(Challenge):
Copy the material from the line with "Report one point per instance of the tree trunk" to the line with "[(13, 162), (551, 292)]", swapping "Point coordinates" for "Locations" and leaving everything else unchanged.

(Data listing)
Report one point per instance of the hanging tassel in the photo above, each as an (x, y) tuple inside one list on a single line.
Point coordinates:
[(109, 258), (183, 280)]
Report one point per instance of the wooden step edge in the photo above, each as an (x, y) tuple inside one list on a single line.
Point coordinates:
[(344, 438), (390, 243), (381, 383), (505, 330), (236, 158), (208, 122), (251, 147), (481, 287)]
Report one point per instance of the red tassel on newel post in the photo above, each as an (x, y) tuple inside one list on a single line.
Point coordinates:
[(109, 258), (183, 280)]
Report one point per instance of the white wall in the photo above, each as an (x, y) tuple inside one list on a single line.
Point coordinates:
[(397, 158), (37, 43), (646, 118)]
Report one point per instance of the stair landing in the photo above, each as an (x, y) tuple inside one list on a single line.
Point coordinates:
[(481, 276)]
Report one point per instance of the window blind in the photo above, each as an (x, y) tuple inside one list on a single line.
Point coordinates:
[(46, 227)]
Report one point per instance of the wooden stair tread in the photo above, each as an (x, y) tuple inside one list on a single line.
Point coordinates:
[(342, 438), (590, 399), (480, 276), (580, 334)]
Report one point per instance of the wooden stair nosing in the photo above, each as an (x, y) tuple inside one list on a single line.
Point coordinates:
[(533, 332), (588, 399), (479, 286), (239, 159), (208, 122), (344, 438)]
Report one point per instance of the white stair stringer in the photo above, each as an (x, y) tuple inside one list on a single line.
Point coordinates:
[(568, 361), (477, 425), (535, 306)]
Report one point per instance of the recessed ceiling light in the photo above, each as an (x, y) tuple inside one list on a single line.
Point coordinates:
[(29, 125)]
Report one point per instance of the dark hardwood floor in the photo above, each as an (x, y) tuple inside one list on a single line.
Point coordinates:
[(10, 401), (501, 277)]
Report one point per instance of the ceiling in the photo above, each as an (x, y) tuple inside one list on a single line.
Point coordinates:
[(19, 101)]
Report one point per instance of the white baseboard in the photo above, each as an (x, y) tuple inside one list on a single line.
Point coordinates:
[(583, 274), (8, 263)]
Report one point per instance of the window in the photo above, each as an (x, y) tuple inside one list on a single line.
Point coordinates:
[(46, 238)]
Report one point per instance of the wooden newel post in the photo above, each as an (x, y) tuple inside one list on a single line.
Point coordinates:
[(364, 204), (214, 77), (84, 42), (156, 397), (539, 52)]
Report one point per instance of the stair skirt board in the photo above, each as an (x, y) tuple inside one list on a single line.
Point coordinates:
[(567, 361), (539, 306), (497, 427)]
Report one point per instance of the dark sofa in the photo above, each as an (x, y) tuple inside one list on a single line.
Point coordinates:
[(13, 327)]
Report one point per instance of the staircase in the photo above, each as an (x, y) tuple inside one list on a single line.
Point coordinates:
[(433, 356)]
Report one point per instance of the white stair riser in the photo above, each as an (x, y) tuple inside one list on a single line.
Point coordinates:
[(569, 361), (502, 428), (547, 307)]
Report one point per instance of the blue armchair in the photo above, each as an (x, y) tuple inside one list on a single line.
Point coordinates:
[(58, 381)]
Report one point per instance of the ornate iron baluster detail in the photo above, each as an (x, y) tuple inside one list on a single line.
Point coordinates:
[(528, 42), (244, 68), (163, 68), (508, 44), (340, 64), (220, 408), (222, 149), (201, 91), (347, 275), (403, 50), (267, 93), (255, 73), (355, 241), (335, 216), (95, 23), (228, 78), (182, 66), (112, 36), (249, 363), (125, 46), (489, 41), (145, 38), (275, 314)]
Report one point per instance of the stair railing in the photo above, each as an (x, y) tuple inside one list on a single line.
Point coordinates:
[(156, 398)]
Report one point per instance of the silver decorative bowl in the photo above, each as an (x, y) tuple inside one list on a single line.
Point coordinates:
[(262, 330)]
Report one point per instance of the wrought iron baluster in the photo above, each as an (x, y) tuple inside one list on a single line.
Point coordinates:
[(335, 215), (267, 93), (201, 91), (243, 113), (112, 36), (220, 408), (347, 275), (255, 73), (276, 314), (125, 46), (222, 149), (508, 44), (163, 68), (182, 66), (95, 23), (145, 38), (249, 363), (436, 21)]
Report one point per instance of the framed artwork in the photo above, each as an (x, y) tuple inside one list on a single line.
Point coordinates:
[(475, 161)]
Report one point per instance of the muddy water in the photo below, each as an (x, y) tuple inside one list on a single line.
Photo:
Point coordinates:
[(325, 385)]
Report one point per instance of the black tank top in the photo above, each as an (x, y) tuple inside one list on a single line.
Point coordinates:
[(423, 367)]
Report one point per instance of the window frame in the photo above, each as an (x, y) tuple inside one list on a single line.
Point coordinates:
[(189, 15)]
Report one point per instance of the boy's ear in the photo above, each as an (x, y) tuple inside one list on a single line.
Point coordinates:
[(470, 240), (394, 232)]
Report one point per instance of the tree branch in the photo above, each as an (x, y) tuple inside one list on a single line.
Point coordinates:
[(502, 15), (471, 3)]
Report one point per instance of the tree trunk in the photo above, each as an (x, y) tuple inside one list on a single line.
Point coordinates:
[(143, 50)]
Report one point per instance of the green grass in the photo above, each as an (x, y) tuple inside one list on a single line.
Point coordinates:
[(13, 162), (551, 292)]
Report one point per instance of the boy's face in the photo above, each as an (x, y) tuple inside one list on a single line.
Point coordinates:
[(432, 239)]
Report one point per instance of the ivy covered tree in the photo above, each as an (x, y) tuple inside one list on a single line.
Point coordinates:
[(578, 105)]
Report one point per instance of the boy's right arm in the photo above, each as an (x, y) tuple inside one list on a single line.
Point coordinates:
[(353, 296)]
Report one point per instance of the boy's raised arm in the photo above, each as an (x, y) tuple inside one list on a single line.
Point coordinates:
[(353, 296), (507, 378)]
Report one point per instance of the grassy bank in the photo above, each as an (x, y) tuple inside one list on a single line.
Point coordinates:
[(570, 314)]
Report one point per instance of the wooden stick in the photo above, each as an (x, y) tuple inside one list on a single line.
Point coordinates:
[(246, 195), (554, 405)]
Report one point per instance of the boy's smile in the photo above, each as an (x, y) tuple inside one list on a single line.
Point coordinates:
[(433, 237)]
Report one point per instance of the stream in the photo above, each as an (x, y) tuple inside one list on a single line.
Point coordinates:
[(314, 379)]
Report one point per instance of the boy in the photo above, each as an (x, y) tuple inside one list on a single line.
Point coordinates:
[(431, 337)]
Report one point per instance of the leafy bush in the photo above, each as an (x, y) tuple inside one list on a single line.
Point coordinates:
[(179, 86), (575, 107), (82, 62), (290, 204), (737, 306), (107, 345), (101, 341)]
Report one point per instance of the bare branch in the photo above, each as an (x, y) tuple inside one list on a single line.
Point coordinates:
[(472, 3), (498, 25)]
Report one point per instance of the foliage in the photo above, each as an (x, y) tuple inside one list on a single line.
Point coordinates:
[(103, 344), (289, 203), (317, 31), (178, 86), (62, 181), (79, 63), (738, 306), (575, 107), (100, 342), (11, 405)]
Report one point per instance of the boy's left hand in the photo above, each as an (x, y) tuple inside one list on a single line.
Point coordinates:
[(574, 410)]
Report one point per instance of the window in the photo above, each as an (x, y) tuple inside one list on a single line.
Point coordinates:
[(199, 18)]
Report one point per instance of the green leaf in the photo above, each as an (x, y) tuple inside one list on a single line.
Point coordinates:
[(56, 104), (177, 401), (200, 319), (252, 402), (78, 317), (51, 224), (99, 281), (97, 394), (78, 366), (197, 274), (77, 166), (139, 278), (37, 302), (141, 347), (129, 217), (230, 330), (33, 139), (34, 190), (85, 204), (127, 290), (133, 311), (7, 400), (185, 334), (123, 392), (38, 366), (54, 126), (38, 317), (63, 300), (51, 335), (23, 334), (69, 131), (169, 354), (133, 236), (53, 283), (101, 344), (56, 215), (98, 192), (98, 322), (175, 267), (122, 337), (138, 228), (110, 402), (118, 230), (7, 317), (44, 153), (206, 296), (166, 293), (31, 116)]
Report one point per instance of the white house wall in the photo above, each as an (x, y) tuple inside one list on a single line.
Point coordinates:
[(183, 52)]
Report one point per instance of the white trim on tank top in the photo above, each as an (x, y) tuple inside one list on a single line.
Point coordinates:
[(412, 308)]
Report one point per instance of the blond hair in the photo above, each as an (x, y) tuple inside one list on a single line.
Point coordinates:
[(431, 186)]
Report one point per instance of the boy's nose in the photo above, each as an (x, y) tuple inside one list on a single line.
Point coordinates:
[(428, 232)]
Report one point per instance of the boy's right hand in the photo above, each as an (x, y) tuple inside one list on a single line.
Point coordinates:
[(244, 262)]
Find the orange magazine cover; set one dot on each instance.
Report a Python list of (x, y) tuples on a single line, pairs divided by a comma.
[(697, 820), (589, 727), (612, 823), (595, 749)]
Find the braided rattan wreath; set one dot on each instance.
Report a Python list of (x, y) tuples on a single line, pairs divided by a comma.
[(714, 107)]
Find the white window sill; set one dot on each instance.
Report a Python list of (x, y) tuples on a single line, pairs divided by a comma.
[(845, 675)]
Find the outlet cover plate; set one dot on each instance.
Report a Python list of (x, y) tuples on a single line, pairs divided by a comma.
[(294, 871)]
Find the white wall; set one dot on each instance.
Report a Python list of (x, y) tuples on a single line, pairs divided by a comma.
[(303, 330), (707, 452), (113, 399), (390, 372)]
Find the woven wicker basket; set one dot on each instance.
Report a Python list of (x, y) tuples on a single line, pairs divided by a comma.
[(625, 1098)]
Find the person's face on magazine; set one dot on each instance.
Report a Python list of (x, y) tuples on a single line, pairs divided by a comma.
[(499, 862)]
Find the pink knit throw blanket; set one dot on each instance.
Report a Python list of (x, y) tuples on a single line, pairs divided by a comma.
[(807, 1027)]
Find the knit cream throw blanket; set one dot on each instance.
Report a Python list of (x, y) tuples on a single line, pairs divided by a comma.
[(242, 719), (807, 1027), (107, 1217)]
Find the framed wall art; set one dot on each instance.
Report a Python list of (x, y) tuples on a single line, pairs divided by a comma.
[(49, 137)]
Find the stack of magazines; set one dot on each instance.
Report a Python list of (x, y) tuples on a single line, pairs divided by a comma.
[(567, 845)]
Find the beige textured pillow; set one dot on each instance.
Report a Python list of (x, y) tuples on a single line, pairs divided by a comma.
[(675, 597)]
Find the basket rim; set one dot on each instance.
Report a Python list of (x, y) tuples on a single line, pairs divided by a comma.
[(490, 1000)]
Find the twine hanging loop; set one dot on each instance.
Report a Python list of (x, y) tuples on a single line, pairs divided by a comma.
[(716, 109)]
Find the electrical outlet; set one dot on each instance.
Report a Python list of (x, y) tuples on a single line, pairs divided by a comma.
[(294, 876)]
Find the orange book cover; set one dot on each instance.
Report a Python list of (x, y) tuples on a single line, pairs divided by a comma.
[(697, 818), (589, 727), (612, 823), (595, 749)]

(Task output):
Report one point per instance of the tree trunk in the photo above, each as an (x, y) tuple inside one list on a single line.
Locations:
[(143, 50)]
Report one point per instance of the green grass in the photo above, each as an (x, y) tuple inside one list on a single line.
Locations:
[(13, 162), (551, 292)]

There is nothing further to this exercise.